(ABOUT THIS TASK) The answer should be one number, the count of lines in the data with "target".

----- RECORDED DATA -----

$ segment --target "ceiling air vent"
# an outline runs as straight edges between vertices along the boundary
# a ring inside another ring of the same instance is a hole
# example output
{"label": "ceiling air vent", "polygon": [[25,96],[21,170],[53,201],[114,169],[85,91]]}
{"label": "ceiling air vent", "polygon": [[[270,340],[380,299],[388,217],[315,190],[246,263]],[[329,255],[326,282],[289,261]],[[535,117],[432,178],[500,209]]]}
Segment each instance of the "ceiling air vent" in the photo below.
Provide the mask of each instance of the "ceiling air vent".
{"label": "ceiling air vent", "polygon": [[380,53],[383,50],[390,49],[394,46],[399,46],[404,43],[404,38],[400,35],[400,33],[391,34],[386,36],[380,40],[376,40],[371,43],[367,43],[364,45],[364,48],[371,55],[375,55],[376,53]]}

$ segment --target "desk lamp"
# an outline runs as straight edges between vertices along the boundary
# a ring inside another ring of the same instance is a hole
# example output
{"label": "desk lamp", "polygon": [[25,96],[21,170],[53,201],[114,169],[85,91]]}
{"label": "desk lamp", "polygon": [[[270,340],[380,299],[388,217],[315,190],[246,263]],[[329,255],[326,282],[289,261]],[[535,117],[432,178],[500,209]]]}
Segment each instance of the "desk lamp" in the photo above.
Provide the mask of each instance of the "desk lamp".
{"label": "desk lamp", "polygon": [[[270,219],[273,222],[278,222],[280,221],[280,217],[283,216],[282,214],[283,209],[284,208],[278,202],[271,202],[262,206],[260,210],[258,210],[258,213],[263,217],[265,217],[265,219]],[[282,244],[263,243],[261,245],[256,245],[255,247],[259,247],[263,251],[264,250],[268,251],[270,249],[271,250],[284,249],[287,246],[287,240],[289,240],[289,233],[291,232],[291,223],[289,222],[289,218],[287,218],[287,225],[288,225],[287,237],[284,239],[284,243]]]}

-----

(FINISHED EXERCISE) 2